(Referring expression pointing data)

--------------------------------------------------

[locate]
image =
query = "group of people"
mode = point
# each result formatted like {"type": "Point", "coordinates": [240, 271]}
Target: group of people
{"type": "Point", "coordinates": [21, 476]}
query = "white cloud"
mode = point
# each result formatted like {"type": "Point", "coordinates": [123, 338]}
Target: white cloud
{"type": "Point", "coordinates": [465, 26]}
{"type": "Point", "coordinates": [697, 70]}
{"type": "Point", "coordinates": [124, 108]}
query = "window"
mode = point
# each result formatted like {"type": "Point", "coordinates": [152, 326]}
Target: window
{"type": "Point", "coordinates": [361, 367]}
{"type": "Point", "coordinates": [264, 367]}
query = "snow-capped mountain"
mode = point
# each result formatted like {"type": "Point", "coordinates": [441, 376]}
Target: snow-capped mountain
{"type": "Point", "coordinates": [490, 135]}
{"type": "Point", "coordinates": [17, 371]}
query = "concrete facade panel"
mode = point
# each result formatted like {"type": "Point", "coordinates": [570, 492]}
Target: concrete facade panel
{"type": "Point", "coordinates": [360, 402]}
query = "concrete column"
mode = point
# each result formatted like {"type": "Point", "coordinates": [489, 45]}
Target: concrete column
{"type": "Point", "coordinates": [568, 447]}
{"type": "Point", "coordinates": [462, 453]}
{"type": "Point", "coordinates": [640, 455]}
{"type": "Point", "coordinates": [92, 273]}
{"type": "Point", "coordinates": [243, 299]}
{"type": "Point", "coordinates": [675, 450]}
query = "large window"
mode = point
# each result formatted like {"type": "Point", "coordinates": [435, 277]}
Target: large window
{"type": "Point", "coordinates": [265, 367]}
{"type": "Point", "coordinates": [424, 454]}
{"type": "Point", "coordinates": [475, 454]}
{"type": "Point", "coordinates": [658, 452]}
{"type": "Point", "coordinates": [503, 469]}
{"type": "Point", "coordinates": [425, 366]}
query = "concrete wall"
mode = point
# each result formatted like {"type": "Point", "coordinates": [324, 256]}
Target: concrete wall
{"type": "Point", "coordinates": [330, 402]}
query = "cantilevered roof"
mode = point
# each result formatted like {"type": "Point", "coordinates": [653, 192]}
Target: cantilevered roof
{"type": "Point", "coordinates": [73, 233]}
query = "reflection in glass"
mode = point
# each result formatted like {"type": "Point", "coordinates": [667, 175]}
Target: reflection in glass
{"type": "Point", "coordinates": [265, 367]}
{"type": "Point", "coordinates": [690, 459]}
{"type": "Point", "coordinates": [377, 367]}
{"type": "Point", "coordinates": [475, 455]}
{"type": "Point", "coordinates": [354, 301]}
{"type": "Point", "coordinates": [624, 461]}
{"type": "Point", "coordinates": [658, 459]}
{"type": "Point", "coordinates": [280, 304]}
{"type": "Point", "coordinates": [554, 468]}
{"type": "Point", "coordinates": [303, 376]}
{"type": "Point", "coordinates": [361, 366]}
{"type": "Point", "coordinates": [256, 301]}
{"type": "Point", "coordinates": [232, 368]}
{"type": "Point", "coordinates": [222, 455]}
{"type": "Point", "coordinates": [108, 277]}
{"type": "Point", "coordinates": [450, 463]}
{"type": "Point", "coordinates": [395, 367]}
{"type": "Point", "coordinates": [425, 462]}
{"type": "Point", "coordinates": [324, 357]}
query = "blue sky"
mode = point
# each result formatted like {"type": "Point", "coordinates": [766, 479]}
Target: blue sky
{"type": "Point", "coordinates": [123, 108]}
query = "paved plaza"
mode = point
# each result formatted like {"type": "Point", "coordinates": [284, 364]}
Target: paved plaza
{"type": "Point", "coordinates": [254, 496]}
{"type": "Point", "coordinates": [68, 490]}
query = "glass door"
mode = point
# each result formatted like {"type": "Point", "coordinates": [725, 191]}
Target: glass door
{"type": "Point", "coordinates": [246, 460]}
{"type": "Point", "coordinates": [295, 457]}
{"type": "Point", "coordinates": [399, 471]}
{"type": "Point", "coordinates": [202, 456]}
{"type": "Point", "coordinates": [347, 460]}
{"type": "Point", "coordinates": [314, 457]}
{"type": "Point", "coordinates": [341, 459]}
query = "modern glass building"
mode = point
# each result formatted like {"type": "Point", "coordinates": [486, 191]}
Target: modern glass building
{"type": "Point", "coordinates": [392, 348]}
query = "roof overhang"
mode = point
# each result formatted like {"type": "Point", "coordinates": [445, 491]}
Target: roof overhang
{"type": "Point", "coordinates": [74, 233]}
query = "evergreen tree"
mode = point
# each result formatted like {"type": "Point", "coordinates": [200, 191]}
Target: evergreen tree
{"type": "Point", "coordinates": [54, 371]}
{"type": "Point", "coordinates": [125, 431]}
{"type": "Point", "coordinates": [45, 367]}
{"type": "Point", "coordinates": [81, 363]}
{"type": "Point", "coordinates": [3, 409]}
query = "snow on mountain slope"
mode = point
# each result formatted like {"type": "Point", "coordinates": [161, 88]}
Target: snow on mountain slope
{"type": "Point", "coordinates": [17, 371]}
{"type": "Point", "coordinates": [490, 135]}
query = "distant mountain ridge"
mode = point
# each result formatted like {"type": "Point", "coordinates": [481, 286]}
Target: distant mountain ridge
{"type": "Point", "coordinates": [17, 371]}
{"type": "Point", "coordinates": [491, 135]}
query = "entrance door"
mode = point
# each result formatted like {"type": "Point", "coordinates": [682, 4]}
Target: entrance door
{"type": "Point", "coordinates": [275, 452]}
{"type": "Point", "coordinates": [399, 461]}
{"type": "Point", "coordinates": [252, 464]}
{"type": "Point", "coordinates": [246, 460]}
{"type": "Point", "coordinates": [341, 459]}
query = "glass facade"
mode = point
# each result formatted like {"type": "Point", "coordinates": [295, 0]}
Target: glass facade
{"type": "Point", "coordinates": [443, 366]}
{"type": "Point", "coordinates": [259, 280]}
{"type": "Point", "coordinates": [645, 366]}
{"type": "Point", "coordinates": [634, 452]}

--------------------------------------------------

▶ [Assignment]:
All entries above must be reproduced without a single change.

▶ [Exercise answer]:
[locate]
image =
query = "group of people"
mode = point
# each result formatted like {"type": "Point", "coordinates": [240, 271]}
Target: group of people
{"type": "Point", "coordinates": [21, 476]}
query = "white cloud"
mode = point
# each result formatted like {"type": "Point", "coordinates": [123, 338]}
Target: white cloud
{"type": "Point", "coordinates": [465, 26]}
{"type": "Point", "coordinates": [697, 70]}
{"type": "Point", "coordinates": [124, 108]}
query = "window"
mode = point
# each result formatted like {"type": "Point", "coordinates": [152, 326]}
Target: window
{"type": "Point", "coordinates": [361, 367]}
{"type": "Point", "coordinates": [264, 367]}
query = "snow-capped mountain"
mode = point
# each result formatted like {"type": "Point", "coordinates": [441, 376]}
Target: snow-capped mountain
{"type": "Point", "coordinates": [490, 135]}
{"type": "Point", "coordinates": [17, 371]}
query = "concrete facade panel"
mode = point
# each result formatted like {"type": "Point", "coordinates": [570, 492]}
Target: concrete facade panel
{"type": "Point", "coordinates": [360, 402]}
query = "concrete column"
mode = point
# each result formatted like {"type": "Point", "coordinates": [489, 45]}
Target: concrete column
{"type": "Point", "coordinates": [568, 447]}
{"type": "Point", "coordinates": [462, 453]}
{"type": "Point", "coordinates": [640, 455]}
{"type": "Point", "coordinates": [92, 273]}
{"type": "Point", "coordinates": [243, 299]}
{"type": "Point", "coordinates": [675, 450]}
query = "large window"
mode = point
# each result formatted like {"type": "Point", "coordinates": [435, 277]}
Target: large window
{"type": "Point", "coordinates": [265, 367]}
{"type": "Point", "coordinates": [424, 454]}
{"type": "Point", "coordinates": [475, 454]}
{"type": "Point", "coordinates": [658, 452]}
{"type": "Point", "coordinates": [503, 469]}
{"type": "Point", "coordinates": [425, 366]}
query = "concrete wall"
mode = point
# each result formatted like {"type": "Point", "coordinates": [324, 256]}
Target: concrete wall
{"type": "Point", "coordinates": [330, 402]}
query = "cantilevered roof"
mode = point
# each result formatted like {"type": "Point", "coordinates": [653, 192]}
Target: cantilevered roof
{"type": "Point", "coordinates": [73, 233]}
query = "reflection in glass"
mode = point
# each result formatted like {"type": "Point", "coordinates": [667, 175]}
Target: reflection in glass
{"type": "Point", "coordinates": [265, 367]}
{"type": "Point", "coordinates": [690, 459]}
{"type": "Point", "coordinates": [377, 367]}
{"type": "Point", "coordinates": [475, 455]}
{"type": "Point", "coordinates": [354, 301]}
{"type": "Point", "coordinates": [624, 461]}
{"type": "Point", "coordinates": [658, 459]}
{"type": "Point", "coordinates": [280, 304]}
{"type": "Point", "coordinates": [554, 468]}
{"type": "Point", "coordinates": [303, 376]}
{"type": "Point", "coordinates": [361, 366]}
{"type": "Point", "coordinates": [256, 301]}
{"type": "Point", "coordinates": [232, 368]}
{"type": "Point", "coordinates": [222, 455]}
{"type": "Point", "coordinates": [108, 277]}
{"type": "Point", "coordinates": [450, 463]}
{"type": "Point", "coordinates": [395, 367]}
{"type": "Point", "coordinates": [425, 462]}
{"type": "Point", "coordinates": [324, 357]}
query = "blue sky"
mode = point
# each result formatted like {"type": "Point", "coordinates": [766, 479]}
Target: blue sky
{"type": "Point", "coordinates": [123, 108]}
query = "paved plaza"
mode = point
# each result formatted like {"type": "Point", "coordinates": [284, 364]}
Target: paved plaza
{"type": "Point", "coordinates": [254, 496]}
{"type": "Point", "coordinates": [68, 490]}
query = "glass door"
mode = point
# each result formatted like {"type": "Point", "coordinates": [725, 191]}
Target: glass door
{"type": "Point", "coordinates": [246, 460]}
{"type": "Point", "coordinates": [295, 457]}
{"type": "Point", "coordinates": [399, 471]}
{"type": "Point", "coordinates": [202, 456]}
{"type": "Point", "coordinates": [347, 460]}
{"type": "Point", "coordinates": [314, 457]}
{"type": "Point", "coordinates": [341, 459]}
query = "modern glass building"
mode = point
# each result formatted like {"type": "Point", "coordinates": [486, 191]}
Target: modern glass building
{"type": "Point", "coordinates": [392, 348]}
query = "roof overhang"
mode = point
# each result formatted like {"type": "Point", "coordinates": [445, 491]}
Target: roof overhang
{"type": "Point", "coordinates": [74, 233]}
query = "evergreen tree"
mode = point
# each result formatted like {"type": "Point", "coordinates": [200, 191]}
Target: evergreen tree
{"type": "Point", "coordinates": [54, 371]}
{"type": "Point", "coordinates": [125, 431]}
{"type": "Point", "coordinates": [45, 367]}
{"type": "Point", "coordinates": [81, 363]}
{"type": "Point", "coordinates": [3, 409]}
query = "snow on mountain slope"
mode = point
# each result formatted like {"type": "Point", "coordinates": [161, 88]}
Target: snow on mountain slope
{"type": "Point", "coordinates": [17, 371]}
{"type": "Point", "coordinates": [490, 135]}
query = "distant mountain ridge"
mode = point
# each result formatted like {"type": "Point", "coordinates": [481, 286]}
Target: distant mountain ridge
{"type": "Point", "coordinates": [17, 371]}
{"type": "Point", "coordinates": [491, 135]}
query = "entrance door"
mode = point
# each result formatted like {"type": "Point", "coordinates": [682, 4]}
Target: entrance door
{"type": "Point", "coordinates": [275, 452]}
{"type": "Point", "coordinates": [399, 461]}
{"type": "Point", "coordinates": [252, 464]}
{"type": "Point", "coordinates": [246, 460]}
{"type": "Point", "coordinates": [341, 459]}
query = "glass facade"
mode = point
# each result formatted like {"type": "Point", "coordinates": [295, 0]}
Target: glass facade
{"type": "Point", "coordinates": [443, 366]}
{"type": "Point", "coordinates": [259, 280]}
{"type": "Point", "coordinates": [645, 366]}
{"type": "Point", "coordinates": [634, 452]}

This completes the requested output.